**REQUIREMENT:** Copy the material below verbatim, starting at the line that contains "Please put a point on each instance of the hi-hat" and continuing through the end of the material. Leave out any pictures.

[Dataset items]
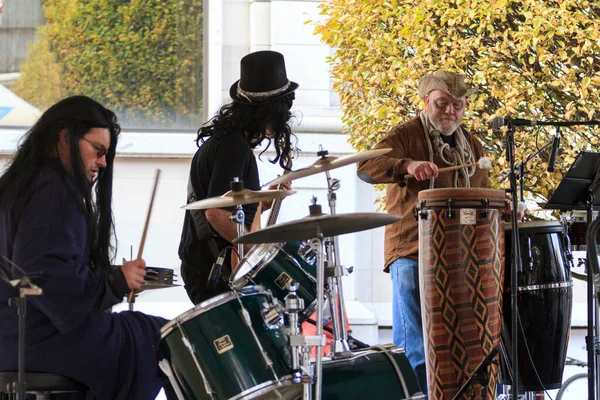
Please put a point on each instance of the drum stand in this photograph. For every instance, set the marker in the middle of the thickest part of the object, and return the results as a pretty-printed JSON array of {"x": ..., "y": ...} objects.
[
  {"x": 26, "y": 288},
  {"x": 339, "y": 345},
  {"x": 301, "y": 344},
  {"x": 515, "y": 263},
  {"x": 239, "y": 217},
  {"x": 579, "y": 186}
]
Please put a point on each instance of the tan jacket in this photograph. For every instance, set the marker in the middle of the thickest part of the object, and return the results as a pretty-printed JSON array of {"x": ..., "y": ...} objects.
[{"x": 408, "y": 143}]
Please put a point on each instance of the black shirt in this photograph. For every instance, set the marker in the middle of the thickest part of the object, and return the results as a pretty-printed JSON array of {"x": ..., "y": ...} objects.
[{"x": 215, "y": 164}]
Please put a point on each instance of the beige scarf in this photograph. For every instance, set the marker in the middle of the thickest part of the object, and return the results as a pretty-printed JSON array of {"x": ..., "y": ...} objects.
[{"x": 459, "y": 155}]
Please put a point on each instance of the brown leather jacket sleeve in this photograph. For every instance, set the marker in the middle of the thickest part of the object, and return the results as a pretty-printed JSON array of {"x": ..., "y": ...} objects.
[{"x": 386, "y": 168}]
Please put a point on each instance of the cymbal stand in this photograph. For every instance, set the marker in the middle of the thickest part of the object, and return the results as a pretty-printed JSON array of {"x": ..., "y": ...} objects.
[
  {"x": 335, "y": 271},
  {"x": 304, "y": 370},
  {"x": 239, "y": 217},
  {"x": 304, "y": 343}
]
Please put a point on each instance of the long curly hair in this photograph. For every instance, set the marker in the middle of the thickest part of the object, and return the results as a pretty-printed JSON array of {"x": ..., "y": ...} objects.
[
  {"x": 76, "y": 114},
  {"x": 253, "y": 121}
]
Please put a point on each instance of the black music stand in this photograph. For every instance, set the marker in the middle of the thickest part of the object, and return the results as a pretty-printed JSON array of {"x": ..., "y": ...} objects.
[
  {"x": 579, "y": 183},
  {"x": 579, "y": 190}
]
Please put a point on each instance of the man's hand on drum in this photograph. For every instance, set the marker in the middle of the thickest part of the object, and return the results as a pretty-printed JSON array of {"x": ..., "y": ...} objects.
[
  {"x": 422, "y": 170},
  {"x": 134, "y": 272},
  {"x": 266, "y": 205}
]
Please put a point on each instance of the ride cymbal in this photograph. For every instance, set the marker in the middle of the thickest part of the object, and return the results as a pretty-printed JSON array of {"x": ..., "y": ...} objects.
[
  {"x": 327, "y": 163},
  {"x": 238, "y": 197},
  {"x": 312, "y": 226}
]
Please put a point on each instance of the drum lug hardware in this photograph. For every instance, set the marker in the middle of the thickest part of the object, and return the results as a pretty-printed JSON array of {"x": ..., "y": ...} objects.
[
  {"x": 486, "y": 205},
  {"x": 420, "y": 211}
]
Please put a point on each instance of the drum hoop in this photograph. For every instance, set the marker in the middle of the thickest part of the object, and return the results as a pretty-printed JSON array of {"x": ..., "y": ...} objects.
[
  {"x": 241, "y": 281},
  {"x": 536, "y": 225},
  {"x": 532, "y": 288},
  {"x": 258, "y": 390},
  {"x": 365, "y": 353},
  {"x": 462, "y": 194},
  {"x": 211, "y": 303},
  {"x": 460, "y": 203}
]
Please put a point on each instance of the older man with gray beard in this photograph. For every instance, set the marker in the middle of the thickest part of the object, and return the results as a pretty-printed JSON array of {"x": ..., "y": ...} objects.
[{"x": 433, "y": 139}]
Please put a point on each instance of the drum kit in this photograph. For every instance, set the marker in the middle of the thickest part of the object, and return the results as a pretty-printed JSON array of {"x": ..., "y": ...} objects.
[{"x": 248, "y": 343}]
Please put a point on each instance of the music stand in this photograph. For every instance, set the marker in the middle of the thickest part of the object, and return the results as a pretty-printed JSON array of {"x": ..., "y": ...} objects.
[
  {"x": 578, "y": 190},
  {"x": 580, "y": 181}
]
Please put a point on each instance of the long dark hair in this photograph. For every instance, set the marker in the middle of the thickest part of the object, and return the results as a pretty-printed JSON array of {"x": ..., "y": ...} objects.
[
  {"x": 77, "y": 114},
  {"x": 253, "y": 120}
]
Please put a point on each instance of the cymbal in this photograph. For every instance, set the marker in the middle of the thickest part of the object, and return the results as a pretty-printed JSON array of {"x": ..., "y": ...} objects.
[
  {"x": 238, "y": 197},
  {"x": 327, "y": 163},
  {"x": 148, "y": 285},
  {"x": 309, "y": 227}
]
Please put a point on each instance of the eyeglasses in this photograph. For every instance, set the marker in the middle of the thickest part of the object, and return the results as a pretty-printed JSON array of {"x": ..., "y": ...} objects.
[
  {"x": 100, "y": 150},
  {"x": 443, "y": 105}
]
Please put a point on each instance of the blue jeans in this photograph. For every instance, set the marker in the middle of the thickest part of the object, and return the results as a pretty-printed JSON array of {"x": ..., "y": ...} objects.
[{"x": 407, "y": 329}]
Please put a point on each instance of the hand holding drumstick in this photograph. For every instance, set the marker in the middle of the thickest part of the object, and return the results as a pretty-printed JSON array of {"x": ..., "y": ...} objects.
[
  {"x": 426, "y": 170},
  {"x": 134, "y": 268}
]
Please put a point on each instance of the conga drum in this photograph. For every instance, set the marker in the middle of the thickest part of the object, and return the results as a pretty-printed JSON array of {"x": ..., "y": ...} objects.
[
  {"x": 461, "y": 271},
  {"x": 545, "y": 301}
]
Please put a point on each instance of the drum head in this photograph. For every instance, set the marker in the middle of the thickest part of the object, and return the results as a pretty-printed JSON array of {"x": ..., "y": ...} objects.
[
  {"x": 208, "y": 305},
  {"x": 462, "y": 194},
  {"x": 254, "y": 261}
]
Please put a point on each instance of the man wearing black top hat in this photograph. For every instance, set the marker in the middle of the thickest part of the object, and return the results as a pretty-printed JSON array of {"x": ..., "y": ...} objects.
[{"x": 260, "y": 110}]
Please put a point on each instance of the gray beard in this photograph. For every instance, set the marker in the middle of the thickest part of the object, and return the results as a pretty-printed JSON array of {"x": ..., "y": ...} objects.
[{"x": 446, "y": 131}]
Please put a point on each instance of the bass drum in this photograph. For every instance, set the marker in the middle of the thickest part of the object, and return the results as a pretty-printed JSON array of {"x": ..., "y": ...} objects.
[
  {"x": 545, "y": 300},
  {"x": 232, "y": 346},
  {"x": 381, "y": 372}
]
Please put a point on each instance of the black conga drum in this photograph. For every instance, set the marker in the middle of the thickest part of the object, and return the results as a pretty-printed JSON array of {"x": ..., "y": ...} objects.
[{"x": 545, "y": 301}]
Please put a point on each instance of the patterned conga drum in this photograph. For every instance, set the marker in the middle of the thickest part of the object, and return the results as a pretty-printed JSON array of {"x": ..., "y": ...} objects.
[{"x": 461, "y": 271}]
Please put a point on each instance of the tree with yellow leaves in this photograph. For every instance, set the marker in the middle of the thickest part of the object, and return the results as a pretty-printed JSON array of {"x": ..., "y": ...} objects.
[
  {"x": 532, "y": 59},
  {"x": 142, "y": 58}
]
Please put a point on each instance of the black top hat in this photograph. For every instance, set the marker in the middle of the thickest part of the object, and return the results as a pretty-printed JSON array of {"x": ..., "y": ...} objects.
[{"x": 262, "y": 78}]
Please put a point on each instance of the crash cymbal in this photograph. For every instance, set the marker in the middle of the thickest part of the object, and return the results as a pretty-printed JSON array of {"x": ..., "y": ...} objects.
[
  {"x": 156, "y": 285},
  {"x": 327, "y": 163},
  {"x": 311, "y": 226},
  {"x": 238, "y": 197}
]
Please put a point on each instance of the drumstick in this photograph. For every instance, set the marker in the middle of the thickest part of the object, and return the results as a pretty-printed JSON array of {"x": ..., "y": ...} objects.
[
  {"x": 482, "y": 163},
  {"x": 131, "y": 297}
]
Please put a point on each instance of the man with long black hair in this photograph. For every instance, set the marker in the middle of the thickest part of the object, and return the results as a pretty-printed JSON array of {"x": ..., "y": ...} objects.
[
  {"x": 260, "y": 110},
  {"x": 56, "y": 219}
]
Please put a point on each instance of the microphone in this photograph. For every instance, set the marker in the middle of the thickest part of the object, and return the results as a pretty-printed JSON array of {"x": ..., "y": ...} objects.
[
  {"x": 214, "y": 278},
  {"x": 554, "y": 150},
  {"x": 499, "y": 122}
]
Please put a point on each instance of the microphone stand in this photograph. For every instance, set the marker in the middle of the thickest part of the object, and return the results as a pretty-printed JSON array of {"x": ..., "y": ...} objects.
[
  {"x": 516, "y": 265},
  {"x": 517, "y": 172},
  {"x": 26, "y": 288},
  {"x": 593, "y": 287}
]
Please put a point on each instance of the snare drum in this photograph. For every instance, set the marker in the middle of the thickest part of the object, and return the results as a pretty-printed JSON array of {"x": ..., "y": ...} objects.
[
  {"x": 212, "y": 348},
  {"x": 378, "y": 373},
  {"x": 274, "y": 265},
  {"x": 461, "y": 267},
  {"x": 545, "y": 300}
]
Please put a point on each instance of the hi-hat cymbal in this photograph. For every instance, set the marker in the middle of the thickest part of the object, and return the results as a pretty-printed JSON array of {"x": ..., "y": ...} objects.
[
  {"x": 327, "y": 163},
  {"x": 311, "y": 226},
  {"x": 238, "y": 197}
]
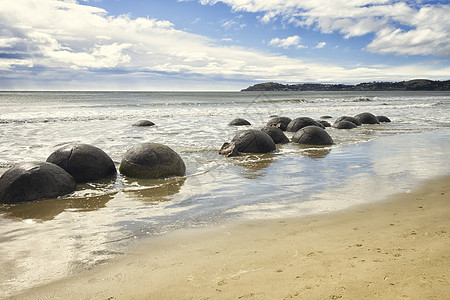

**FINISHED TASK:**
Please put a point on each instance of the hi-hat cymbal in this photograph. For every instance, set the marker in the middle of the thickest part of the object, and return the results as a pretty-printed JSON array of {"x": ..., "y": ...} objects.
[
  {"x": 327, "y": 163},
  {"x": 311, "y": 226},
  {"x": 238, "y": 197}
]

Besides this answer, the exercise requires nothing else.